Record extracts Start Marker
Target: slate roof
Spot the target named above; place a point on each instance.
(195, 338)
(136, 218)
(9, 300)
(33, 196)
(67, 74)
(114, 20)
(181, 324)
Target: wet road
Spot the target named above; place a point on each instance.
Record extracts End Marker
Your assignment -> Only an exact transcription of all the records above counts as an answer.

Written response ->
Target: slate roof
Spot the target named above; place a point on each instance.
(195, 338)
(136, 218)
(9, 300)
(33, 196)
(67, 74)
(114, 20)
(181, 324)
Target: wet road
Spot the target named above; place a point on each instance.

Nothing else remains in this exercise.